SUPPLIED RECORDS Start Marker

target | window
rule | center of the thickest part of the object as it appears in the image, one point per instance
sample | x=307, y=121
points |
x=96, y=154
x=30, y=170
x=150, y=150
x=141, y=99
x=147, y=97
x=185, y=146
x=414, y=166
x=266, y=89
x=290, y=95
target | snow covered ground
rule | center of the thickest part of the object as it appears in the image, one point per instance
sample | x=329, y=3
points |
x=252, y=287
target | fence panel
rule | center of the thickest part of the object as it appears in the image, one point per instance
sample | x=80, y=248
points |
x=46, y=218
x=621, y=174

SUPPLIED RECORDS End Marker

> EXERCISE BRIEF
Quote verbatim the line containing "sample | x=329, y=3" and every line after it through the end of the records above.

> FINISHED TASK
sample | x=329, y=3
points |
x=252, y=287
target | fence panel
rule | center of the thickest part of the object as it appears in the image, one point per instance
sample | x=80, y=248
points |
x=46, y=218
x=621, y=174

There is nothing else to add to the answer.